[Point annotation dataset records]
::::::::

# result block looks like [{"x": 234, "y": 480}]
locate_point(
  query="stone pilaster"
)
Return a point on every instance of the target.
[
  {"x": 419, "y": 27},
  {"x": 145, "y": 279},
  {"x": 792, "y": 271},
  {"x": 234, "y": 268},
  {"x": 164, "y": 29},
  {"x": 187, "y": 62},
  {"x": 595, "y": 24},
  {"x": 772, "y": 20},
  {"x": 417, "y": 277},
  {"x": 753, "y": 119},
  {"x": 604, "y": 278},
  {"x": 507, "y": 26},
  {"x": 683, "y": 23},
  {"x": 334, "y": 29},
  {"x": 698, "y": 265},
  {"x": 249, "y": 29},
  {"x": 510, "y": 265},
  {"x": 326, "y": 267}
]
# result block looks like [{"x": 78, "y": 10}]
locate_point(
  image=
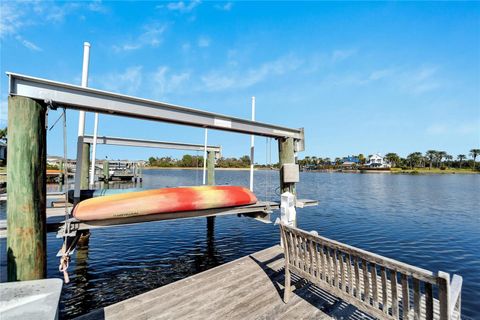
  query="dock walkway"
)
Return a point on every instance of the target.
[{"x": 248, "y": 288}]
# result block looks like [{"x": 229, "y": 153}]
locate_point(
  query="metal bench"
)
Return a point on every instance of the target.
[{"x": 379, "y": 286}]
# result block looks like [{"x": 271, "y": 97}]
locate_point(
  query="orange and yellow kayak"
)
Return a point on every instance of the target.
[{"x": 160, "y": 201}]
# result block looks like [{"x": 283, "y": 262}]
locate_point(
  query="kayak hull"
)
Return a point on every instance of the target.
[{"x": 160, "y": 201}]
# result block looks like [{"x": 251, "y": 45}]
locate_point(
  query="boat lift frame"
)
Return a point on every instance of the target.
[
  {"x": 92, "y": 100},
  {"x": 128, "y": 142},
  {"x": 41, "y": 93}
]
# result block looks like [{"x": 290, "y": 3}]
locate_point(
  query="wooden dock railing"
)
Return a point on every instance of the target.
[{"x": 379, "y": 286}]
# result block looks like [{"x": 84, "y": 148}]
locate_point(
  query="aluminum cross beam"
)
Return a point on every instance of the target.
[
  {"x": 150, "y": 143},
  {"x": 88, "y": 99}
]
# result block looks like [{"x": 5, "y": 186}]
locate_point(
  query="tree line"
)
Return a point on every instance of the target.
[
  {"x": 193, "y": 161},
  {"x": 430, "y": 159}
]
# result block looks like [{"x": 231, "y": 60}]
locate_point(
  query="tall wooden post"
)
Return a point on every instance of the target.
[
  {"x": 210, "y": 182},
  {"x": 84, "y": 183},
  {"x": 211, "y": 168},
  {"x": 140, "y": 172},
  {"x": 61, "y": 177},
  {"x": 26, "y": 185},
  {"x": 286, "y": 154},
  {"x": 106, "y": 170}
]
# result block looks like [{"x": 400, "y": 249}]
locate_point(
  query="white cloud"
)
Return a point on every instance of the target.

::::::::

## Written request
Repeat the material above verbatim. Leave the pictures behind.

## Result
# result block looks like [{"x": 234, "y": 480}]
locate_point(
  query="stone pilaster"
)
Return a point on every instance of the target.
[
  {"x": 419, "y": 27},
  {"x": 145, "y": 279},
  {"x": 792, "y": 271},
  {"x": 234, "y": 268},
  {"x": 164, "y": 29},
  {"x": 187, "y": 62},
  {"x": 595, "y": 24},
  {"x": 772, "y": 20},
  {"x": 417, "y": 277},
  {"x": 753, "y": 119},
  {"x": 604, "y": 278},
  {"x": 507, "y": 26},
  {"x": 683, "y": 23},
  {"x": 334, "y": 29},
  {"x": 698, "y": 265},
  {"x": 249, "y": 29},
  {"x": 510, "y": 265},
  {"x": 326, "y": 267}
]
# result block looks like [{"x": 78, "y": 10}]
locate_point(
  image=
  query="dock walkway"
)
Return a point on every instance of the target.
[{"x": 248, "y": 288}]
# result block looks like [{"x": 229, "y": 153}]
locate_point(
  query="metal bench"
)
Return a point on every instance of the target.
[{"x": 379, "y": 286}]
# result block looks like [{"x": 271, "y": 97}]
locate_point(
  query="orange and yellow kayak"
)
Return a point on every instance of the target.
[{"x": 160, "y": 201}]
# result block looks like [{"x": 283, "y": 262}]
locate_point(
  query="kayak hull"
)
Return a point on every instance of the target.
[{"x": 160, "y": 201}]
# result block looks like [{"x": 251, "y": 45}]
locate_point(
  query="boat lift frame"
)
Return a point on every instance of the target.
[
  {"x": 92, "y": 100},
  {"x": 128, "y": 142},
  {"x": 41, "y": 93}
]
# result block looks like [{"x": 290, "y": 3}]
locate_point(
  query="wooden dock railing"
)
Return a point on every instance of the target.
[{"x": 379, "y": 286}]
# result block looks like [{"x": 84, "y": 148}]
locate_point(
  query="aluminum cross beam"
)
Return a point on every instance of the target.
[
  {"x": 150, "y": 143},
  {"x": 88, "y": 99}
]
# result block looks like [{"x": 5, "y": 186}]
locate_point(
  query="tree line"
)
Return a point on every instance of the target.
[
  {"x": 193, "y": 161},
  {"x": 430, "y": 159}
]
# result block looks like [{"x": 231, "y": 60}]
locate_point(
  query="tall wooden post"
)
Return a point on every instance of the target.
[
  {"x": 210, "y": 182},
  {"x": 84, "y": 183},
  {"x": 211, "y": 168},
  {"x": 140, "y": 172},
  {"x": 61, "y": 177},
  {"x": 26, "y": 185},
  {"x": 286, "y": 154},
  {"x": 106, "y": 170}
]
# result block looks like [{"x": 400, "y": 249}]
locate_point(
  query="white cloud"
)
Return a point on every instance of the target.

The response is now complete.